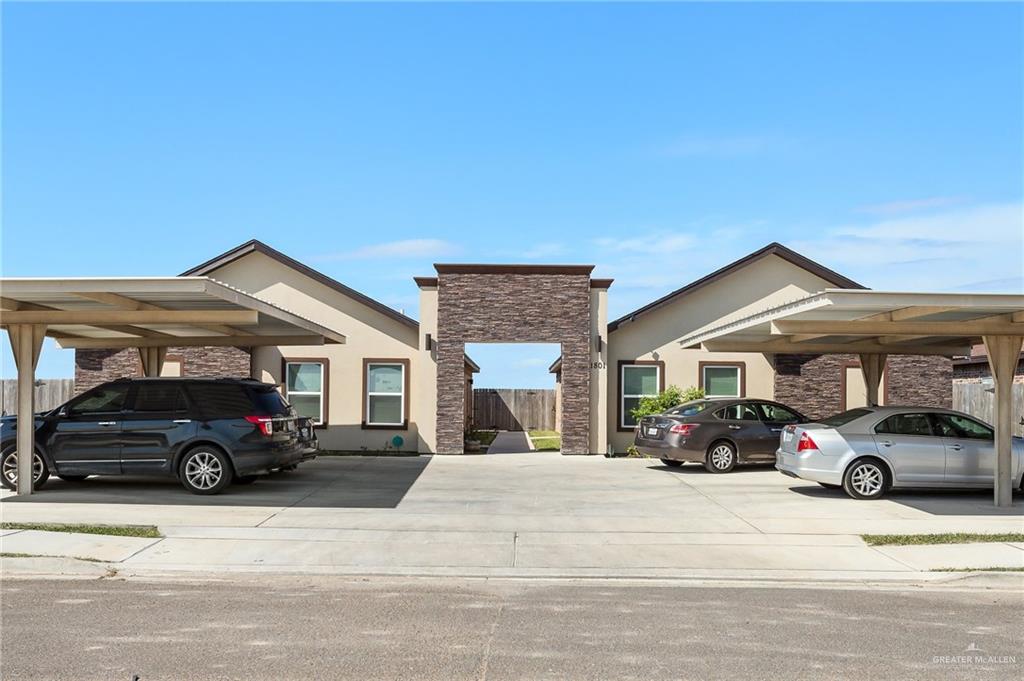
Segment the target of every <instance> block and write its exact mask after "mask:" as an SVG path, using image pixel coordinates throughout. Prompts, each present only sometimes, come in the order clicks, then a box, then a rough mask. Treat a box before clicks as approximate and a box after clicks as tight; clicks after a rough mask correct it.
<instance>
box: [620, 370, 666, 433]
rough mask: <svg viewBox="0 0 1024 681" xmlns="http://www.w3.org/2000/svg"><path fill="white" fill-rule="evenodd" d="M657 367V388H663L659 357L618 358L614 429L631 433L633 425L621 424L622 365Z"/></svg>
mask: <svg viewBox="0 0 1024 681" xmlns="http://www.w3.org/2000/svg"><path fill="white" fill-rule="evenodd" d="M637 366H639V367H646V366H653V367H657V368H658V371H657V390H658V392H662V391H664V390H665V363H664V361H662V360H660V359H620V360H618V365H617V367H616V368H615V383H616V385H617V386H618V387H617V389H616V390H615V392H616V394H615V430H616V431H618V432H621V433H631V432H633V431H634V430H635V429H636V427H635V426H624V425H623V367H637Z"/></svg>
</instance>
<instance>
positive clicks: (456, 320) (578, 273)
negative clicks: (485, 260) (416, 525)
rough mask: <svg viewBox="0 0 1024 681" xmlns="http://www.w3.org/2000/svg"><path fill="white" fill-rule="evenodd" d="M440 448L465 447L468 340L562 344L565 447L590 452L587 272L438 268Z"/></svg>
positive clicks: (449, 448) (442, 453)
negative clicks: (535, 271) (459, 270)
mask: <svg viewBox="0 0 1024 681" xmlns="http://www.w3.org/2000/svg"><path fill="white" fill-rule="evenodd" d="M437 281H438V287H437V288H438V293H437V453H438V454H462V453H463V436H464V433H463V424H464V423H465V413H464V410H465V403H464V399H463V381H464V380H465V375H464V373H463V361H464V360H463V356H464V355H463V353H464V351H465V344H466V343H487V342H489V343H522V342H534V343H560V344H561V350H562V385H561V389H562V394H561V408H562V420H561V426H562V451H563V452H564V453H565V454H590V373H591V372H590V360H591V359H590V346H591V342H590V275H589V273H582V274H579V273H544V274H534V273H487V272H483V273H476V272H474V273H454V272H447V273H445V272H439V274H438V278H437Z"/></svg>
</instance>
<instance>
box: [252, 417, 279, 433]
mask: <svg viewBox="0 0 1024 681" xmlns="http://www.w3.org/2000/svg"><path fill="white" fill-rule="evenodd" d="M246 421H248V422H249V423H251V424H253V425H255V426H256V428H257V430H259V431H260V432H261V433H263V434H264V435H272V434H273V419H271V418H270V417H268V416H247V417H246Z"/></svg>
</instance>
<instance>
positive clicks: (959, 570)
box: [930, 567, 1024, 572]
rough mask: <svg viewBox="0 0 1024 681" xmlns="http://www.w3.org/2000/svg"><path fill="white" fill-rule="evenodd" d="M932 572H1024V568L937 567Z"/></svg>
mask: <svg viewBox="0 0 1024 681" xmlns="http://www.w3.org/2000/svg"><path fill="white" fill-rule="evenodd" d="M930 571H932V572H1024V567H936V568H935V569H932V570H930Z"/></svg>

ACTIVITY.
Only the number is needed: state how many lines in the listing contain "positive".

FINISHED TASK.
3